[llvm] [LLVM][DAGCombiner] Look through freeze when combining extensions of extending-masked-loads. (PR #172484)

Tue Dec 16 06:41:18 PST 2025

https://github.com/paulwalker-arm created https://github.com/llvm/llvm-project/pull/172484

Extensions in this context mean post legalisation extensions (i.e. and, sext-in-reg) because that's the point the freeze blocks the existing combine.

NOTE: The use check for the signed case looks overly restrictive but nonetheless I figured it best for the freeze variant to maintain the same behaviour.

>From c0a84b0b72933fad5b2a6df91cd4e956e17df1e5 Mon Sep 17 00:00:00 2001
From: Paul Walker <paul.walker at arm.com>
Date: Mon, 15 Dec 2025 16:35:30 +0000
Subject: [PATCH 1/2] Add tests showing how freeze prevents extload combine.

---
 .../CodeGen/AArch64/sve-masked-ldst-sext.ll   | 29 +++++++++++++++++++
 .../CodeGen/AArch64/sve-masked-ldst-zext.ll   | 27 +++++++++++++++++
 2 files changed, 56 insertions(+)
★ ★ ★
* **STATED EXERCISE 1**: Copy the stretch of the LLVM pull request notice from "[llvm] [LLVM][DAGCombiner] Look" through "prevents extload combine.", word for word.

* **MATERIAL SHOWN**:
★ ★ ★
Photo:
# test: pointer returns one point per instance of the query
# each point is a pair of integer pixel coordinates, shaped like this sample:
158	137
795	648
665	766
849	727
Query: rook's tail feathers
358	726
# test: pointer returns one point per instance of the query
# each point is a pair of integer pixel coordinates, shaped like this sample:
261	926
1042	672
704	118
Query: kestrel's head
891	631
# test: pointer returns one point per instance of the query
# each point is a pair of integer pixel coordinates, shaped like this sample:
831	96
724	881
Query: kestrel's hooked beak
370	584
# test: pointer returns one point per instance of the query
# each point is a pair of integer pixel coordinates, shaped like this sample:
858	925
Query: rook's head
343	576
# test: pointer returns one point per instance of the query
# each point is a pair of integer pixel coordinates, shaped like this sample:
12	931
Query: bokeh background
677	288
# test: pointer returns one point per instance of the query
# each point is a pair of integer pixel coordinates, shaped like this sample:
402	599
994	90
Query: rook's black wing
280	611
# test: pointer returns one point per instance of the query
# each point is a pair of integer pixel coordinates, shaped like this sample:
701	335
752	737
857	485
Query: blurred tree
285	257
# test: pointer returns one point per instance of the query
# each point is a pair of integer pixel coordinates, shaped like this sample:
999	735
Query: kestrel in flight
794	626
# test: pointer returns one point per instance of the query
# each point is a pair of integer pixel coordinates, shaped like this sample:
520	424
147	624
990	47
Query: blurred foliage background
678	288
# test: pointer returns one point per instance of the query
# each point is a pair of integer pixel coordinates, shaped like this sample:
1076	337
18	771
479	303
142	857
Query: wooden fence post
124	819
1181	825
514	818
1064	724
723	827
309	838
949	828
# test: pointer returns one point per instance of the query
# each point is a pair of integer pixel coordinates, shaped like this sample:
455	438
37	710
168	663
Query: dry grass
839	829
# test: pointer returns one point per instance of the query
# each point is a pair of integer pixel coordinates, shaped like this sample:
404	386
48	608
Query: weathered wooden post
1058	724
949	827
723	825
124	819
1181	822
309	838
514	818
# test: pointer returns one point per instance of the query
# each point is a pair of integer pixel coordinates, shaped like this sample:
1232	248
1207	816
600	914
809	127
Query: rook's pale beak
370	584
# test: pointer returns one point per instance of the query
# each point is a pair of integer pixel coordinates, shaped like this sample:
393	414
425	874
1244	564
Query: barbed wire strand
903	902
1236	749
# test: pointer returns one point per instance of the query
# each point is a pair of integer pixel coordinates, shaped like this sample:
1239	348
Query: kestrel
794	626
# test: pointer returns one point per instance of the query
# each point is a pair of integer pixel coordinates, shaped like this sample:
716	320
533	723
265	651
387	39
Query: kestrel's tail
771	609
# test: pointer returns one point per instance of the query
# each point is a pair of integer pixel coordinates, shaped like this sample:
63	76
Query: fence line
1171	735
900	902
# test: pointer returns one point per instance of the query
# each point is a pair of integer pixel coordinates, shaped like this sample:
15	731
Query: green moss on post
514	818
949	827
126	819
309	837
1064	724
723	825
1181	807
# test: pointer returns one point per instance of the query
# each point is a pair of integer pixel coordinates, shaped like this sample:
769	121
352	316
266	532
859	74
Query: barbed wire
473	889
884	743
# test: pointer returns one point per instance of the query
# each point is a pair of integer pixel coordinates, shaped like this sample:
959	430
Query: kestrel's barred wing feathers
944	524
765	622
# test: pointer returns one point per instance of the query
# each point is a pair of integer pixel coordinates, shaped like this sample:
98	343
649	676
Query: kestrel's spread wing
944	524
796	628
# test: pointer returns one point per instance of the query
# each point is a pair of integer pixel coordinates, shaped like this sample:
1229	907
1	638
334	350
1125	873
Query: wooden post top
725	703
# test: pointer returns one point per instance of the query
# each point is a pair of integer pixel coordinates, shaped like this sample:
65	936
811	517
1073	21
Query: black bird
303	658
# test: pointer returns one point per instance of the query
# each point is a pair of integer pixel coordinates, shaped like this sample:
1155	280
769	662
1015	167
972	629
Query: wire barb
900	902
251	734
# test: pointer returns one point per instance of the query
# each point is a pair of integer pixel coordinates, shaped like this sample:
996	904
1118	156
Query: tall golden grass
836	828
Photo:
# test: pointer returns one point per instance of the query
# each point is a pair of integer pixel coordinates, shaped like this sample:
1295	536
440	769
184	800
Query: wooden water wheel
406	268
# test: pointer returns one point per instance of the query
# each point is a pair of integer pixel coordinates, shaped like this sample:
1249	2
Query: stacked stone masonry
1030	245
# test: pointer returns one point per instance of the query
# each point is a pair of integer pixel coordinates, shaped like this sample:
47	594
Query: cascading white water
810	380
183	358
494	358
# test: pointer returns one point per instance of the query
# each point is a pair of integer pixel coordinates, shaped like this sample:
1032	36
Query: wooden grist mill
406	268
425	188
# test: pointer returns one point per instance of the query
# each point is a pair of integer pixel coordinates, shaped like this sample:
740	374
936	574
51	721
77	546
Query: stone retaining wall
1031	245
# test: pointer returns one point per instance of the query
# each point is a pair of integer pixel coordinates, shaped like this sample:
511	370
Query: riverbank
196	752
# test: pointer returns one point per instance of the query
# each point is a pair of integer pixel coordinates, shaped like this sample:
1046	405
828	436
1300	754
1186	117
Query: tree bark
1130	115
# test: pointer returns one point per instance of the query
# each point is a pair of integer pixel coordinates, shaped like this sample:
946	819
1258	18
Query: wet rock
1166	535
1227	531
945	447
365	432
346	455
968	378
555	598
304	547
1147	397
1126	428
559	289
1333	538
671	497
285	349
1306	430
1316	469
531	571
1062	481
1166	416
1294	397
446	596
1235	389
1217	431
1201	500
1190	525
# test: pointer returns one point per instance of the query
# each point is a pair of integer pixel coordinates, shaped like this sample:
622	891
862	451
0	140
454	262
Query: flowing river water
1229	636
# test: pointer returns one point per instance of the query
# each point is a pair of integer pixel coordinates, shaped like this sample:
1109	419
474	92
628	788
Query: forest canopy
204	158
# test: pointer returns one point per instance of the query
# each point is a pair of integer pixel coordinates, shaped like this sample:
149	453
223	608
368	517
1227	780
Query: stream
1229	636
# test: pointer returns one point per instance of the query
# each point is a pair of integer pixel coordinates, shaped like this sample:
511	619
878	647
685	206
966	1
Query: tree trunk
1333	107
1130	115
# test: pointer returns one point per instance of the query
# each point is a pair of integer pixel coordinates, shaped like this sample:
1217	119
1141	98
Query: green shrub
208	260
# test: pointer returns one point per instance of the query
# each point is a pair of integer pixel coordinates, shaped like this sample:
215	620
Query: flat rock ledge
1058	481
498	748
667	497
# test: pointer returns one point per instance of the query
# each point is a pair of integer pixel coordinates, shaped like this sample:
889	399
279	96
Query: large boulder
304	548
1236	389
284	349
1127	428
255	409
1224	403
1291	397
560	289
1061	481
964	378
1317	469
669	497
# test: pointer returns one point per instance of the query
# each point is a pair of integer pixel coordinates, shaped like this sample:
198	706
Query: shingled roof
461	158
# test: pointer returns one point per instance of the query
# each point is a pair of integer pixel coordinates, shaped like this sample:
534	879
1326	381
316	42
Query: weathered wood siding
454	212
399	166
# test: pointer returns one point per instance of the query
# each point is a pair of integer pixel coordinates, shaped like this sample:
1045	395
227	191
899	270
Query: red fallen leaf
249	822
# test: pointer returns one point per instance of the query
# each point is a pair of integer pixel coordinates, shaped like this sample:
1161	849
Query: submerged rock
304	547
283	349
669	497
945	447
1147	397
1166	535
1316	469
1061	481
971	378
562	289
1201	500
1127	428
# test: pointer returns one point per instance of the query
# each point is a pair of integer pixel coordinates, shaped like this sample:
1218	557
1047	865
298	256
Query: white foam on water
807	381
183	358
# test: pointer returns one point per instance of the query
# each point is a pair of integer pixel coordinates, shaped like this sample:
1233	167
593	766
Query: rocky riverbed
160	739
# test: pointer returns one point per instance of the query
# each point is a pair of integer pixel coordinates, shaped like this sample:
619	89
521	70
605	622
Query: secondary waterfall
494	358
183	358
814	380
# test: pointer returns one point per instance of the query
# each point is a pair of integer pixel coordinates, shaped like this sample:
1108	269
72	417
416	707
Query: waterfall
★ ★ ★
* **STATED EXERCISE 2**: How many lines in the entries contain the string "blurred"? Reply with the number only.

* **WRITTEN SOLUTION 1**:
[llvm] [LLVM][DAGCombiner] Look through freeze when combining extensions of extending-masked-loads. (PR #172484)

Tue Dec 16 06:41:18 PST 2025

https://github.com/paulwalker-arm created https://github.com/llvm/llvm-project/pull/172484

Extensions in this context mean post legalisation extensions (i.e. and, sext-in-reg) because that's the point the freeze blocks the existing combine.

NOTE: The use check for the signed case looks overly restrictive but nonetheless I figured it best for the freeze variant to maintain the same behaviour.

>From c0a84b0b72933fad5b2a6df91cd4e956e17df1e5 Mon Sep 17 00:00:00 2001
From: Paul Walker <paul.walker at arm.com>
Date: Mon, 15 Dec 2025 16:35:30 +0000
Subject: [PATCH 1/2] Add tests showing how freeze prevents extload combine.

* **WRITTEN SOLUTION 2**: 2